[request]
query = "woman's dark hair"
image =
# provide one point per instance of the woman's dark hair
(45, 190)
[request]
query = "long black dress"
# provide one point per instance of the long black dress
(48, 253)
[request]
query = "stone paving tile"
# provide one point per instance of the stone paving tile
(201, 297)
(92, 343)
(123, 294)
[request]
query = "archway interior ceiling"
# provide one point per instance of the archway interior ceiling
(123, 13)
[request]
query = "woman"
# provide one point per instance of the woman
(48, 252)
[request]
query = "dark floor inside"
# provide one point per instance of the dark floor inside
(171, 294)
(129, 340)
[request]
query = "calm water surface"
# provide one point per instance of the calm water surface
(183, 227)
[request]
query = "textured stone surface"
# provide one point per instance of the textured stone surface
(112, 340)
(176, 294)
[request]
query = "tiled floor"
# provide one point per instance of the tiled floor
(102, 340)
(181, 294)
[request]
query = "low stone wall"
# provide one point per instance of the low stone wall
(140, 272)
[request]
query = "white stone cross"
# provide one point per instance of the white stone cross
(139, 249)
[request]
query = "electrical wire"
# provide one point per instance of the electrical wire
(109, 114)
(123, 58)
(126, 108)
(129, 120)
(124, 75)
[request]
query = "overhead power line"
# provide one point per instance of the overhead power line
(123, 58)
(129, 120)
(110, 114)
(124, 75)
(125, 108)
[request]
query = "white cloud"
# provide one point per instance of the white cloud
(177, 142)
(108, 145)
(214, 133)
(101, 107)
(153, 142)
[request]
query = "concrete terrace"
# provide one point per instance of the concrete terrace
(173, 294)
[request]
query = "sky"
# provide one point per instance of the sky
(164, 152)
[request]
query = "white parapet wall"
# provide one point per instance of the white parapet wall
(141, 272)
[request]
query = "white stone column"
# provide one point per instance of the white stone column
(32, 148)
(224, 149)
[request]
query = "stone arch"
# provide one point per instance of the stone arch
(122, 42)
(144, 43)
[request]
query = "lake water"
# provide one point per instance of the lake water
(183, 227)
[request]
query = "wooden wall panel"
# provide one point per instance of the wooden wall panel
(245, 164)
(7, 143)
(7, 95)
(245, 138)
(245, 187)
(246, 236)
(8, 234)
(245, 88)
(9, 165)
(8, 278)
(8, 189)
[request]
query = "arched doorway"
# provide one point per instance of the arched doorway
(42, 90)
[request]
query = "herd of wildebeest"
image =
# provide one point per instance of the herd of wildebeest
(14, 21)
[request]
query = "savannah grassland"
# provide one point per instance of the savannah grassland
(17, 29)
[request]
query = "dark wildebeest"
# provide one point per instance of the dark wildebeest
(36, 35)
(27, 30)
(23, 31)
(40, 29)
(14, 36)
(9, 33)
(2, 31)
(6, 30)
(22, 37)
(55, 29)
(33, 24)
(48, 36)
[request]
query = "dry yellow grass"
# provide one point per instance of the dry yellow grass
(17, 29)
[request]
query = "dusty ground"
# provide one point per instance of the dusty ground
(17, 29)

++++++

Print the data in full, with each line exactly as given.

* Result
[request]
query = "woman's dark hair"
image =
# provide one point per instance of the woman's dark hair
(45, 190)
[request]
query = "long black dress"
# provide one point per instance of the long black dress
(48, 253)
[request]
query = "stone paving tile"
# provide one point per instance of the stone paving tile
(201, 297)
(92, 343)
(123, 294)
[request]
query = "archway interior ceiling"
# provide one point per instance of the archway interior ceiling
(123, 13)
[request]
query = "woman"
# provide one point per instance of the woman
(48, 252)
[request]
query = "dark floor inside"
# provide one point per instance of the dark floor inside
(171, 294)
(129, 340)
[request]
query = "calm water surface"
# provide one point per instance of the calm water surface
(183, 227)
[request]
query = "textured stone surface"
# provide one point per instance of the textured stone surface
(112, 340)
(176, 294)
[request]
query = "tiled floor"
# provide one point per instance of the tiled floor
(102, 340)
(181, 294)
[request]
query = "low stone wall"
# provide one point per instance of the low stone wall
(140, 272)
[request]
query = "white stone cross"
# provide one point per instance of the white stone cross
(139, 249)
[request]
query = "electrical wire"
# provide one point per instance of the electrical wire
(109, 114)
(123, 58)
(126, 108)
(129, 120)
(124, 75)
[request]
query = "overhead power line"
# provide one point per instance of the overhead power line
(123, 58)
(129, 120)
(110, 114)
(124, 75)
(125, 108)
[request]
query = "white cloud"
# provide one point per instance of the white cloud
(177, 142)
(108, 145)
(214, 133)
(101, 107)
(153, 142)
[request]
query = "concrete terrace"
# provide one point per instance of the concrete terrace
(173, 294)
[request]
query = "sky"
# provide one point per instance of the sky
(164, 152)
[request]
query = "white parapet wall"
# provide one point per instance of the white parapet wall
(141, 272)
[request]
query = "white stone column"
# provide one point per instance of the white stone column
(32, 148)
(224, 149)
[request]
query = "stone arch"
# provide one point per instance of the stone arch
(122, 42)
(144, 43)
[request]
query = "lake water"
# provide one point per instance of the lake water
(183, 227)
[request]
query = "wooden wall panel"
# provide one point per instance of the wooden wall panel
(245, 164)
(7, 143)
(7, 95)
(245, 138)
(245, 187)
(246, 236)
(8, 234)
(245, 88)
(9, 165)
(8, 278)
(8, 189)
[request]
query = "arched doorway"
# provide one point per instance of the arched doorway
(42, 90)
[request]
query = "herd of wildebeest"
image =
# provide one point per instance of the herd of wildebeest
(14, 21)
[request]
query = "savannah grassland"
# provide one point per instance of the savannah grassland
(17, 29)
[request]
query = "dark wildebeest"
# provide one point per instance of the dark wildebeest
(36, 35)
(27, 30)
(23, 31)
(40, 29)
(14, 36)
(9, 33)
(2, 31)
(6, 30)
(22, 37)
(55, 29)
(33, 24)
(48, 36)
[request]
query = "dry yellow grass"
# provide one point per instance of the dry yellow grass
(17, 29)
[request]
query = "dusty ground"
# provide one point per instance of the dusty ground
(17, 29)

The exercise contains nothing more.